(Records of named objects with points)
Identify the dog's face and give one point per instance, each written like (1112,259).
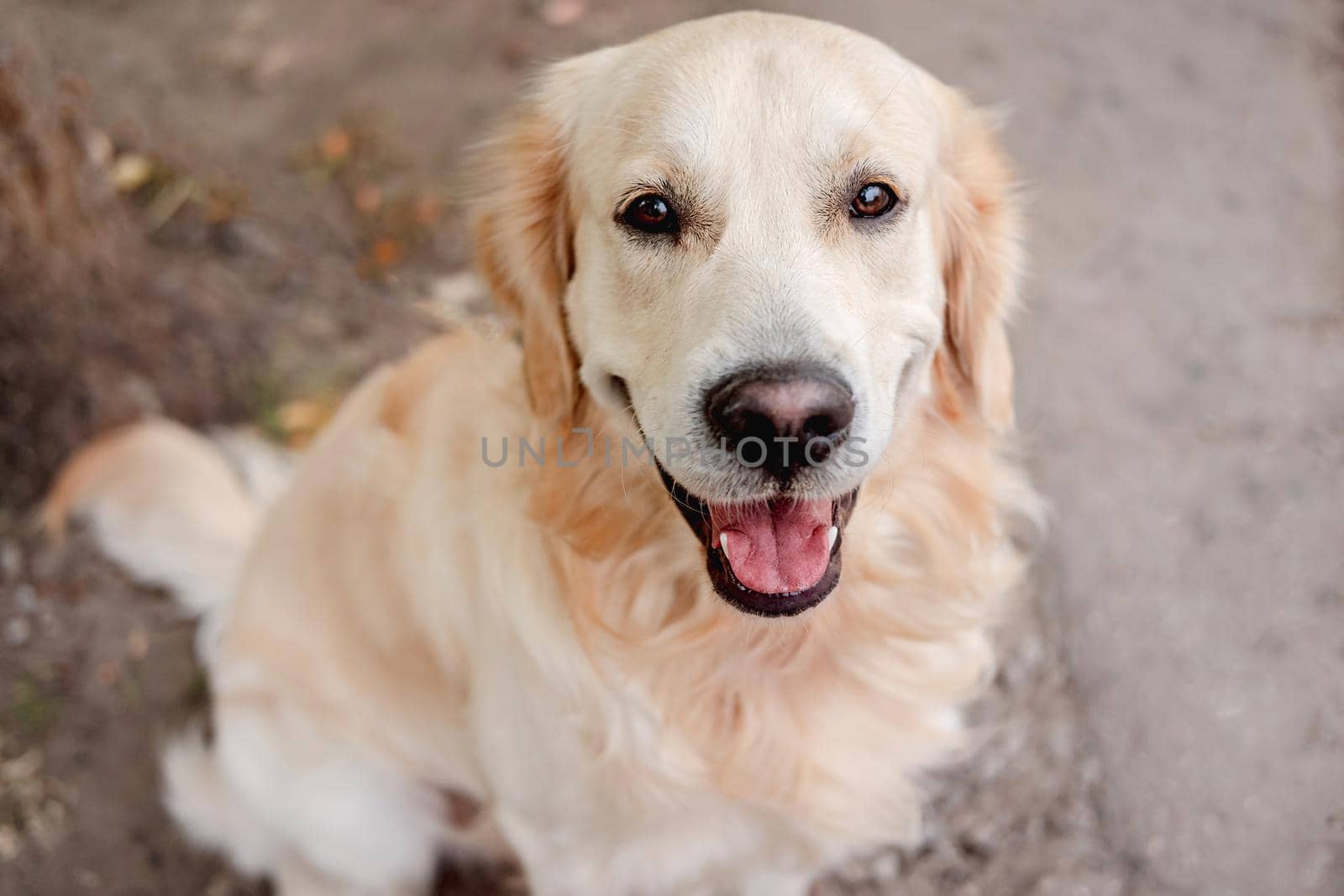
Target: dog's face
(753,237)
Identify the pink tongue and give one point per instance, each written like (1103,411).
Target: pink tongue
(776,547)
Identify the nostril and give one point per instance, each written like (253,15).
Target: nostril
(822,426)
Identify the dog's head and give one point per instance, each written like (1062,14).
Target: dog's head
(766,242)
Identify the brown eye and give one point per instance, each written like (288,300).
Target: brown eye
(652,214)
(873,201)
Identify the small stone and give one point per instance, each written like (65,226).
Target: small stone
(26,598)
(138,644)
(11,560)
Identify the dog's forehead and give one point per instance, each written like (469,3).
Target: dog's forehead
(777,97)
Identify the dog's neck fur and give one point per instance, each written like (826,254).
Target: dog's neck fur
(803,714)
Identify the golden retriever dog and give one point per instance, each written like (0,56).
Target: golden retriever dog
(679,591)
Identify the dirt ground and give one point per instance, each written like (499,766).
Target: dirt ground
(266,201)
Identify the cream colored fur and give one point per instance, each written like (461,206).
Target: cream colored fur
(420,654)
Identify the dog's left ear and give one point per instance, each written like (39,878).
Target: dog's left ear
(523,230)
(976,228)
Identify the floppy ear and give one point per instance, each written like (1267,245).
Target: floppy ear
(523,234)
(976,228)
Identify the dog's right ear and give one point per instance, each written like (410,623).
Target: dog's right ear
(524,231)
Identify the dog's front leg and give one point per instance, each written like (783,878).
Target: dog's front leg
(776,884)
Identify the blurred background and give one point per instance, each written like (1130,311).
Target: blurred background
(228,211)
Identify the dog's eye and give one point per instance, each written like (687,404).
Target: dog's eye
(652,214)
(873,201)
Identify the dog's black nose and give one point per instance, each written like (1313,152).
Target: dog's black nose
(781,419)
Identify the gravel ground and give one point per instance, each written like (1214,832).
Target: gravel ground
(1169,716)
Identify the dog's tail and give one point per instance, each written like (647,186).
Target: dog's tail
(172,506)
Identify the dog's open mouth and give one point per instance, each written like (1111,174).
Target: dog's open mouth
(774,558)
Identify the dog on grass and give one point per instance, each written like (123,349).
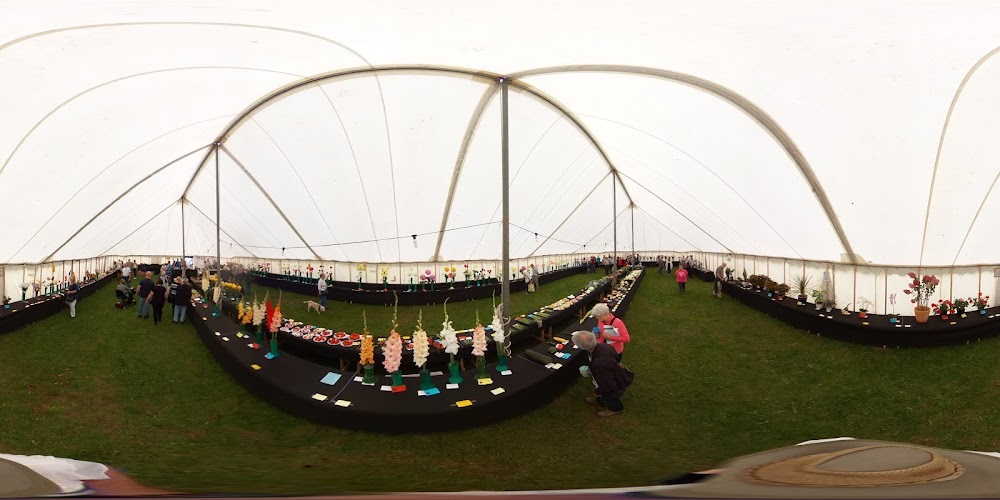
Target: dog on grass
(314,306)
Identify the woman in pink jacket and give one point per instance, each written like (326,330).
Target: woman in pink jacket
(616,338)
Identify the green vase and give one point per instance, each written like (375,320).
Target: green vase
(481,365)
(425,380)
(455,378)
(502,363)
(369,377)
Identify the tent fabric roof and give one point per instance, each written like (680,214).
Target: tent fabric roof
(780,129)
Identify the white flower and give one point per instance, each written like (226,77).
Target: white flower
(450,338)
(420,348)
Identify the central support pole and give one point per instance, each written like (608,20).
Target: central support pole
(505,169)
(183,240)
(614,223)
(218,226)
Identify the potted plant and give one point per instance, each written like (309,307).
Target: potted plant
(921,288)
(800,284)
(863,305)
(943,308)
(960,306)
(981,302)
(819,296)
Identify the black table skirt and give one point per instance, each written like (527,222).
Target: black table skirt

# THE REQUEST
Reproduce every record above word for word, leaving out the pictures.

# RESULT FOR THIS EXERCISE
Identify the dog's face and give one point per instance, each written like (1112,259).
Target: dog's face
(753,237)
Identify the pink tongue and give one point per instance, each written like (1103,411).
Target: pink tongue
(776,547)
Identify the nostril and give one point per instance, each written like (253,15).
Target: nostril
(822,426)
Identify the dog's head and give one point per instance, each written like (1062,14).
Target: dog's head
(766,242)
Identify the brown eye and give one point per instance, each written like (288,300).
Target: brown eye
(652,214)
(873,201)
Identify the small stone and give one point per instance, each written like (65,226).
Target: small stone
(26,598)
(138,644)
(11,560)
Identify the dog's forehead and give one point per instance, each written like (469,3).
Target: dog's forehead
(777,97)
Identify the dog's neck fur and give one point per instance, each written like (826,254).
Target: dog's neck fur
(803,714)
Identify the golden retriever dog and give one point per instance, each written like (0,56).
Target: golden retriever dog
(679,591)
Identify the dirt ground and give one point per instance, each written like (499,766).
Target: dirt ground
(266,201)
Identify the cream colored fur and give one point per instance, each written like (461,206).
Target: cream colored fur
(420,654)
Identify the dog's left ear and give one point per instance, each written like (39,878).
Target: dog's left ear
(523,230)
(976,228)
Identify the floppy ear and give one point per instance, each written like (1267,245).
Target: floppy ear
(523,234)
(976,228)
Identify the dog's right ear and give one point per instance, each written like (410,623).
Target: dog's right ear
(524,231)
Identify the dog's front leg and give one point per instance, each written like (783,878).
Target: dog's front leg
(776,884)
Identify the blurred background and give one point per instance, each written like (1130,311).
Target: blurred background
(228,211)
Identify the dog's eye and give one point per instance, each written like (687,404).
Target: dog's eye
(652,214)
(873,201)
Identify the dog's black nose and give one point per instance, each written like (1313,152).
Target: dog's black nose
(781,419)
Identify the gravel ground and give one point per instance, each written like (1214,832).
Target: gravel ground
(1169,716)
Identify the dog's tail and give one point per instance, each written like (647,186).
Target: dog's tail
(172,506)
Identify the dog's open mouth and give one point per instance, each written like (1111,174).
Target: dog's open mouth
(774,558)
Identify the dog on grass and give one point per instance, each written like (123,349).
Target: dog on grass
(314,306)
Identify the woman in pink jacket and give one point per instance, each written like (326,330).
Target: woman in pink jacket
(616,338)
Identify the green vase and give one point per instance, each written like (375,320).
Target: green vase
(481,365)
(425,380)
(455,378)
(502,363)
(369,377)
Identify the tent fabric roof and give one point per instance, each written like (680,214).
Target: tent fabric roof
(780,129)
Identify the white flower and give one point per instance, each written like (226,77).
Target: white flower
(450,338)
(420,348)
Identify the central support pole and give one point per instance, each written like (608,20).
Target: central support pole
(505,169)
(183,240)
(614,223)
(218,226)
Identify the potted plant and give one point per instance, each written like (309,307).
Target: potted plant
(921,288)
(800,284)
(863,305)
(943,308)
(960,306)
(981,302)
(819,296)
Identify the black table skirt and give one point per instance, each written like (527,222).
Target: black table skirt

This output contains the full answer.